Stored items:
-- Opening Marker --

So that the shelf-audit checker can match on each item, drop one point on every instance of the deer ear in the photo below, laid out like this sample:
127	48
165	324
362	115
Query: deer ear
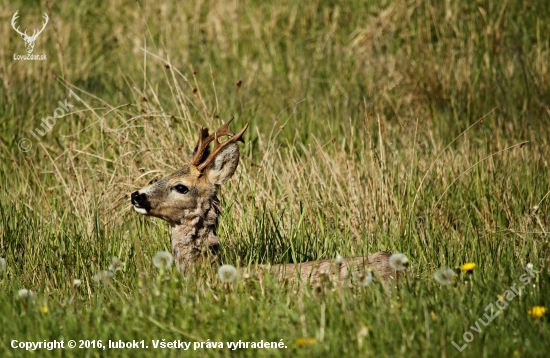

-- Closing Marker --
-- Opening Marker --

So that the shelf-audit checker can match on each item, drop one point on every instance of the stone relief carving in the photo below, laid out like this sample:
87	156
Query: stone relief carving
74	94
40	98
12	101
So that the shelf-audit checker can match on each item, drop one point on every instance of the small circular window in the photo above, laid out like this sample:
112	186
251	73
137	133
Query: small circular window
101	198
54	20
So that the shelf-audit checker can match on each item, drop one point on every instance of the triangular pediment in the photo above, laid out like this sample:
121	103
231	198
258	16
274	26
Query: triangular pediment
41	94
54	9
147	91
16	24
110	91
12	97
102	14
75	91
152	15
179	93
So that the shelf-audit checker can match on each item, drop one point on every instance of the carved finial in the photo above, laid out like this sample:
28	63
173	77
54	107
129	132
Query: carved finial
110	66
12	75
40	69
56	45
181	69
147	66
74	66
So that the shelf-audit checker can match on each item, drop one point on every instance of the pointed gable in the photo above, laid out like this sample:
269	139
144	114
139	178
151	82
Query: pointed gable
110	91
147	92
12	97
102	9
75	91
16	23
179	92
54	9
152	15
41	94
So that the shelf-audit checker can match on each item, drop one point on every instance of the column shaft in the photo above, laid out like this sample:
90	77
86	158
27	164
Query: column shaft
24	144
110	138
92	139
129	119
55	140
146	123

-- Closing Marker --
-- Opening Marker --

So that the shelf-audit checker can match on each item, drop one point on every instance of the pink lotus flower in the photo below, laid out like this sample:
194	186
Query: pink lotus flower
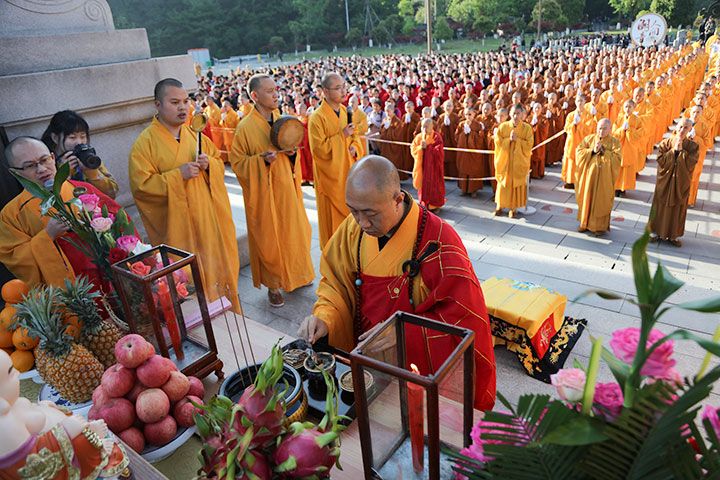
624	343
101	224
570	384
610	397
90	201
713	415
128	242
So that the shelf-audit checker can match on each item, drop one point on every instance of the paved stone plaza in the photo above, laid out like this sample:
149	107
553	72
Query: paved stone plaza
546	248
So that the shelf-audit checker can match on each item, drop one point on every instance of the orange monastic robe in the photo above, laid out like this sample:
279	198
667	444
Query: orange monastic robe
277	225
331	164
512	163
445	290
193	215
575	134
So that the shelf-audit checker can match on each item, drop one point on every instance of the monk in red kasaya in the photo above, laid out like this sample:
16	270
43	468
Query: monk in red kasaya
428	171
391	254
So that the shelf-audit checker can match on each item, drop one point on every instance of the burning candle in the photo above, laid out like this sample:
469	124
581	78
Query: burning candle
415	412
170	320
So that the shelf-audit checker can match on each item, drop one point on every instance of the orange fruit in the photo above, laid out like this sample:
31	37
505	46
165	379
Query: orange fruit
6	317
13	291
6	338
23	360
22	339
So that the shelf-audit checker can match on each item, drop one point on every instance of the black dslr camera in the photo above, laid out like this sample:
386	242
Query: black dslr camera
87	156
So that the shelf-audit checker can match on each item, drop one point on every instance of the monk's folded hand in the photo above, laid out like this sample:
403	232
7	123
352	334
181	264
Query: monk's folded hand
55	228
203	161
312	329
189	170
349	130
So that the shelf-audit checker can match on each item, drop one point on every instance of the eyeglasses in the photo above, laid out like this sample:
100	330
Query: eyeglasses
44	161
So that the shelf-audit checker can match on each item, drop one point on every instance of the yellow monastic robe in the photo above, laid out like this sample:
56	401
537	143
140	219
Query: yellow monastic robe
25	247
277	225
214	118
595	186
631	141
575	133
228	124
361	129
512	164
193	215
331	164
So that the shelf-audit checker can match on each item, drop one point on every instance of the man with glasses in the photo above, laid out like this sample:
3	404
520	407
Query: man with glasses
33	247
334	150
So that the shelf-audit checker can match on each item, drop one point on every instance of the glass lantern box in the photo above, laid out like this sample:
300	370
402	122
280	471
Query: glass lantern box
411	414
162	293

-- Closing Marker --

• **Work instruction**
Proceeding from the line containing "of the deer" through the line containing "Query: deer ear", transcribe the lines above exactly, both end lines included.

• **Answer section**
So that the shelf-audit checker can match on each item, drop one point on every instance of the deer ear in the photo below, laid out like this sample:
127	48
165	324
362	115
Query: deer ear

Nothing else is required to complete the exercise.